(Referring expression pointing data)
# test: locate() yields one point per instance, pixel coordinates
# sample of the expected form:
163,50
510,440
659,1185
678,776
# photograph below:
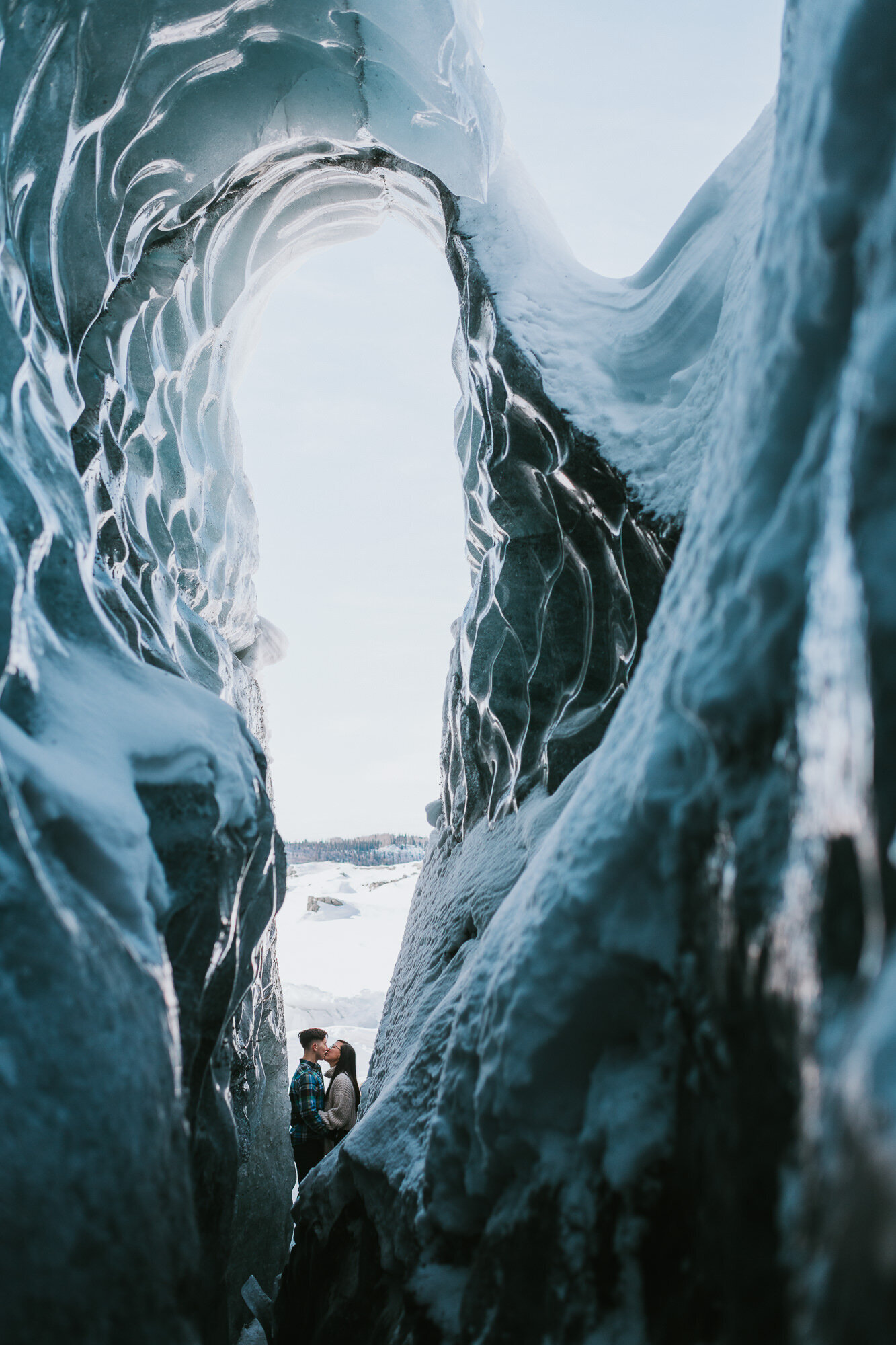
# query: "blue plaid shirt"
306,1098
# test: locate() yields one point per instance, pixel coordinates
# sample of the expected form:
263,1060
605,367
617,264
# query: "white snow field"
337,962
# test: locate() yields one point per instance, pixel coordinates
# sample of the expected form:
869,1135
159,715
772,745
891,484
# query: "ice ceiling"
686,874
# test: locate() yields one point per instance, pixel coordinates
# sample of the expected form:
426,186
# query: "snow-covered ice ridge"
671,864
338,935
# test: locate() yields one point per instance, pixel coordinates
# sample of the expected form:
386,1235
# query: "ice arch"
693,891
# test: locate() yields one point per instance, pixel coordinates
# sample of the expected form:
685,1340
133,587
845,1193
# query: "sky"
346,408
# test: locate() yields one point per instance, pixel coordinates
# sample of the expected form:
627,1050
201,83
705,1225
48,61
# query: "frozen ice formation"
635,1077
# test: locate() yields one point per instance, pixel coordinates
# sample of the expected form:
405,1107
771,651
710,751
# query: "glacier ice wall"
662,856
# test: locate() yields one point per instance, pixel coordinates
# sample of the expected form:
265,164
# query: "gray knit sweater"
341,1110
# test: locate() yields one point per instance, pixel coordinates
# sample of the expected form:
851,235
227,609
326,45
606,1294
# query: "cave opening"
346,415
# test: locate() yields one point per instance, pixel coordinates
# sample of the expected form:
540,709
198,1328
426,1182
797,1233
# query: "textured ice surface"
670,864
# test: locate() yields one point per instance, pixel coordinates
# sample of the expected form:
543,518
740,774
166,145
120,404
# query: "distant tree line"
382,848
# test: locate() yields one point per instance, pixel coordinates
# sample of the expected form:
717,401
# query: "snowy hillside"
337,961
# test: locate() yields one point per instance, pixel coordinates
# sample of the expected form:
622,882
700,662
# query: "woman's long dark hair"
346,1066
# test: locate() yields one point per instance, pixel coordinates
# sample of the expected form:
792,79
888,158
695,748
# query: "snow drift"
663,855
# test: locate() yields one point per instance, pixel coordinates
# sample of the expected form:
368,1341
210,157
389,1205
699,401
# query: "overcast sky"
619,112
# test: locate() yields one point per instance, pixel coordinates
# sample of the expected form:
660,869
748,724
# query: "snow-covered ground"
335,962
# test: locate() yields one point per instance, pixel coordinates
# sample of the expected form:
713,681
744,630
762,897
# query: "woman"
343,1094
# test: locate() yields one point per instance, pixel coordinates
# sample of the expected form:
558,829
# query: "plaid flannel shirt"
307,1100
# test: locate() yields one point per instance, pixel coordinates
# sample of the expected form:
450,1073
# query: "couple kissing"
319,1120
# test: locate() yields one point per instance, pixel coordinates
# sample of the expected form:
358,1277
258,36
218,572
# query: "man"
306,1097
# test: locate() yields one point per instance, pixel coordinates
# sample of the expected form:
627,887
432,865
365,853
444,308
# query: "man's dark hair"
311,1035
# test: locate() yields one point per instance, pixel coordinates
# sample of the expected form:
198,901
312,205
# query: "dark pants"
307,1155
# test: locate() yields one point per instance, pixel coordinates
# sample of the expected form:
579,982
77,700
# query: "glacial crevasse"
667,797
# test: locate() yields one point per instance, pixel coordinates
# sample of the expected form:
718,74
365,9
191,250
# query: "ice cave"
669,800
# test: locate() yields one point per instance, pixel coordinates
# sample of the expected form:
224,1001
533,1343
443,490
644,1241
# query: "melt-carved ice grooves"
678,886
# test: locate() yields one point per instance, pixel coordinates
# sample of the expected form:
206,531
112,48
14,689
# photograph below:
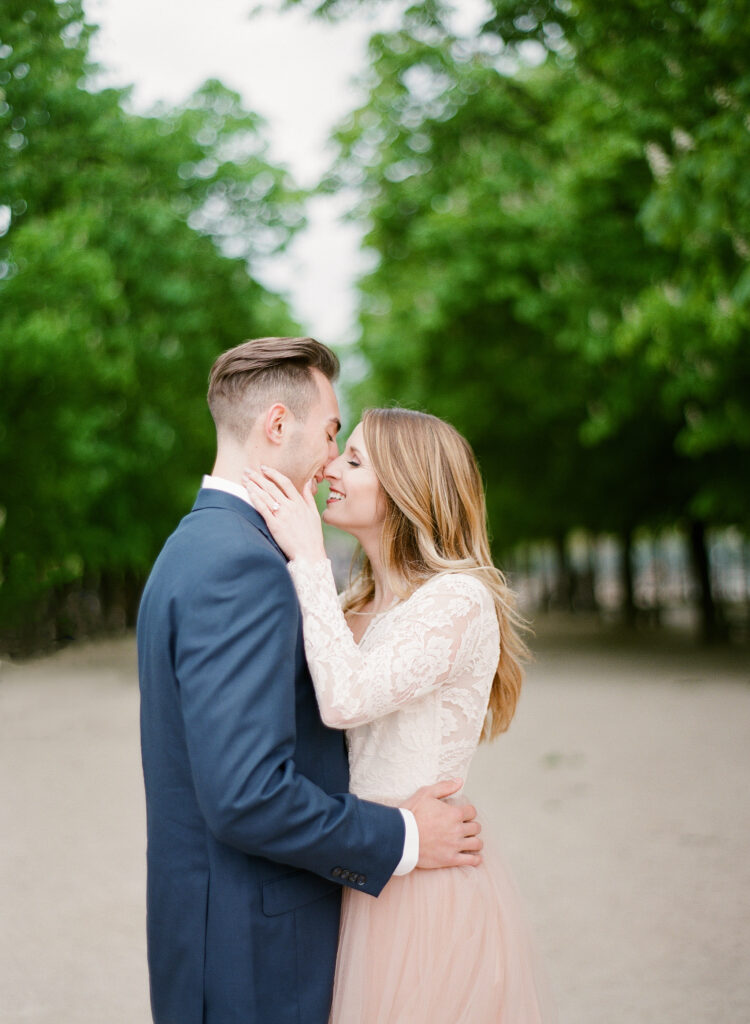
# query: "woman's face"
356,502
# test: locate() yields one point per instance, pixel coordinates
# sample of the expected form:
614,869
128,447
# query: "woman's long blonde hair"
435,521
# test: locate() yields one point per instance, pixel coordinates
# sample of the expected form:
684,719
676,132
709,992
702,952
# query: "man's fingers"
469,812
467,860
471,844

• [Your instructions]: Set the records down again exactly as given, and leave the pictures out.

• [Reply]:
# test: locate() yields one point per instance, pixel coordinates
# sample of the expected form:
163,50
510,440
659,1185
678,776
# photograph below:
# query: "blue plaid shirt"
306,1098
# test: locate() yields one point per instance, pixel coordinates
# sample of the expected form:
263,1060
605,367
617,264
# query: "white snow field"
337,962
# test: locate() yields one point per instance, pixel coordinates
# sample of the expected form:
869,1135
159,715
772,745
891,484
# query: "ice ceiling"
686,874
# test: locate() yields one point per instance, pixel coordinates
# sample of the expected form:
426,186
# query: "snow-covered ice ridge"
671,864
338,935
# test: locate() yields one point per instance, pixel coordinates
# sample of the expected form:
386,1235
# query: "ice arch"
693,891
# test: locate() yields one point per instance, pixel coordinates
# sample of the expected form:
685,1340
133,587
845,1193
# query: "sky"
346,408
# test: locate() yields one point per instance, pixel coordinates
# sample of the expected form:
627,1050
201,83
705,1225
48,61
# query: "frozen ice formation"
635,1077
# test: locate() yields one point per instance, pixel coordinates
# sample of the expected form:
405,1107
771,651
710,751
# query: "glacier ice wall"
662,856
# test: locate() yields one point per instance, pixel coordinates
# sample of the expected form:
265,164
# query: "gray knit sweater"
341,1110
# test: locate() yields one point per instance, pixel coordinates
# sample of the expected form:
851,235
227,609
326,45
606,1294
# query: "cave opening"
346,415
# test: locate() yields one point per instance, pixel coordinates
# sample of the expected form:
540,709
198,1328
426,1182
797,1233
# query: "textured ice surface"
670,864
# test: locate() yields one point per instance, pixel coordinates
# sample of the expected form:
543,518
740,774
166,145
120,404
# query: "distant tree line"
382,848
# test: locate() yields one point per instance, pixel coordinates
# sample of the expected form:
717,401
# query: "snowy hillside"
337,961
# test: locate() yields one point per instance, pixel coordinates
# sample of the expected form:
622,882
700,662
# query: "woman's long dark hair"
346,1066
# test: locate() yields one point per instance, pixel coordinates
# sample of the expected form:
792,79
888,158
695,748
# query: "snow drift"
663,855
# test: locate() yields one point per instance, pixel coordinates
# sample of the expected form:
368,1341
210,157
389,1205
699,401
# query: "overcast sky"
619,112
# test: locate() yields one point per instance, pixel coordinates
# sample of the expected form:
660,869
748,724
# query: "snow-covered ground"
335,962
# test: locate() yields one point per instance, pixel coordinates
# sample of the expected form:
713,681
744,630
762,897
# query: "woman"
343,1094
# test: locate() yields one point per instance, pixel coordinates
# sample of the expected form:
558,829
# query: "plaid flannel shirt"
307,1100
# test: locate() yields one point per instance, pixel coordinates
# sample of the expected form:
450,1073
# query: "couple kissing"
319,1120
# test: locate() yields one point per instance, pixel coordinates
# sample of the expected form:
358,1277
258,36
218,572
# query: "man"
306,1097
# test: locate() yields one point per instance, pixel coordinates
# sample of the expected form:
627,887
432,865
365,853
444,308
# query: "man's dark hair"
311,1035
# test: locate() yields one point per instance, pixel coordinates
# sample of the expected form:
198,901
312,205
# query: "dark pants"
307,1155
# test: locate() yields one point per instance, pixel coordinates
# sample of the expected form:
579,982
77,700
# query: "glacial crevasse"
667,797
# test: locate() yields one point per instance, pixel coordinates
# sample of the expected form:
718,74
365,9
191,250
# query: "ice cave"
669,800
# test: locate() yields one point per instance, pixel coordinates
# sample of the expected form:
224,1001
533,1343
443,490
644,1241
# query: "melt-carved ice grooves"
678,886
# test: locate() yields one point per instance, pixel coordinates
# sample of the expected form:
206,531
112,48
14,689
# photograph below:
# query: "woman's face"
356,502
# test: locate() yields one point per instance, pixel coordinates
# sample of the expected form:
614,869
128,447
# query: "woman's long blonde hair"
435,521
# test: locate() yields one point per instance, pixel coordinates
# sample of the expected form:
684,719
676,132
709,992
702,952
# query: "man's fingers"
469,812
467,860
471,844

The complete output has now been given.